◆ **Text passage**:
11. In our opinion and according to the information and explanations given
to us, the Company has not defaulted in repayment of dues to any financial
institution or to any bank. There are no debenture holders during the year.
12. We are of the opinion that the Company has not granted loans and
advances on the basis of security by way of pledge of shares, debentures
and other securities.
13. In our opinion, the Company is not a chit fund or a Nidhi / Mutual
Benefit Fund / Society. Therefore the provisions of clause (xiii) of para 4
of the Order (as amended) are not applicable.
14. In our opinion, the Company is not dealing in respect of shares and
securities and hence provisions of this para are not applicable to the
Company:
15. The Company has given guarantees for a sum of Rs.2,277,000 for granting
of letter of credit facility to one of its subsidiary and in our opinion
the terms and conditions whereof on which such facilities have been granted
are not prejudicial to the interest of the company.
16. The Company has not borrowed any term loan during the year and hence
the provisions of clause (xvi) of para 4 of this Order (as amended) are not
applicable.
17. According to the information and explanations given to us and on an
overall examination of the balance sheet of the Company, we report that
funds raised on short term basis have prima-facie, not been used during the
year for long term investments.

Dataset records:

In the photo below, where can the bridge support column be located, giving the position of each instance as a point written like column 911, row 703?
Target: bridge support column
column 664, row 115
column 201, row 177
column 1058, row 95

...

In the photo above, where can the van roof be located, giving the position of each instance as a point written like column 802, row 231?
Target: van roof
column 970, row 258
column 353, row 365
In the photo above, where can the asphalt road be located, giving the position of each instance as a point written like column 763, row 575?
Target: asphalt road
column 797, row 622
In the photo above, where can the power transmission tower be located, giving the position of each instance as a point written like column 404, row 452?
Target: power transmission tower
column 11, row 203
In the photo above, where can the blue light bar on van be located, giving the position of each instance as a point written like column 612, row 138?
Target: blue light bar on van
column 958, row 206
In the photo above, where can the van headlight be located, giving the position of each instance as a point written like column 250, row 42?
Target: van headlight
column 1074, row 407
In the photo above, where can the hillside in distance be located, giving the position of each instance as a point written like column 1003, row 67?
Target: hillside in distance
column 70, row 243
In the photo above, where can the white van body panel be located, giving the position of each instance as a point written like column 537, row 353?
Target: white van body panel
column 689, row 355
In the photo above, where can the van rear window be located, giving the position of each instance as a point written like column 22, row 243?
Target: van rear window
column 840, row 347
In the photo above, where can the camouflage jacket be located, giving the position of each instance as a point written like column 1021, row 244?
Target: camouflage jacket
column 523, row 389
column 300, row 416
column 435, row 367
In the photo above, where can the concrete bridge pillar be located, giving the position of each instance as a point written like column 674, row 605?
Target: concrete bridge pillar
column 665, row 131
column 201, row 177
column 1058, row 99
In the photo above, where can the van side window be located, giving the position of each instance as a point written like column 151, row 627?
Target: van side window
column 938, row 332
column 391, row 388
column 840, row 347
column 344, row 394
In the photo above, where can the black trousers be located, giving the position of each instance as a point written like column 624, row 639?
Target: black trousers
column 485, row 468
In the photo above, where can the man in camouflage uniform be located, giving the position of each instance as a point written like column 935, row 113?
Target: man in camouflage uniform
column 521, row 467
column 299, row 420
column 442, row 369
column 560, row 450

◆ **Problems and tasks**:
1. Answer these questions using the auditor's report excerpt:
(a) For what sum did the Company give guarantees, and for what purpose?
(b) How many debenture holders were there during the year?
(c) Did the Company borrow any term loan during the year?
2. Continue the auditor's report excerpt with the next few numbered items, starting after its final sentence.
The records have no connection to the auditor's report excerpt.

◆ **Solved problems**:
1.
(a) Rs.2,277,000, for granting a letter of credit facility to one of its subsidiaries.
(b) There were no debenture holders during the year.
(c) No, the Company did not borrow any term loan during the year.

2.
18. The Company has not made any preferential allotment of shares during
the year and hence the provisions of clause (xviii) of para 4 of this Order
(as amended) are not applicable.
19. The Company has not issued any debentures during the year and hence the
provisions of clause (xix) of para 4 of this Order (as amended) are not
applicable.
20. The Company has not raised any monies by way of public issues during
the year and hence the provisions of clause (xx) of para 4 of this Order
(as amended) are not applicable.
21. During the course of our examination of the books of accounts carried
on in accordance with the generally accepted auditing practices in India
and according to the information and explanations given to us, we have
neither come across any instance of fraud on or by the Company, noticed or
reported during the year nor have been informed of such case by the
management.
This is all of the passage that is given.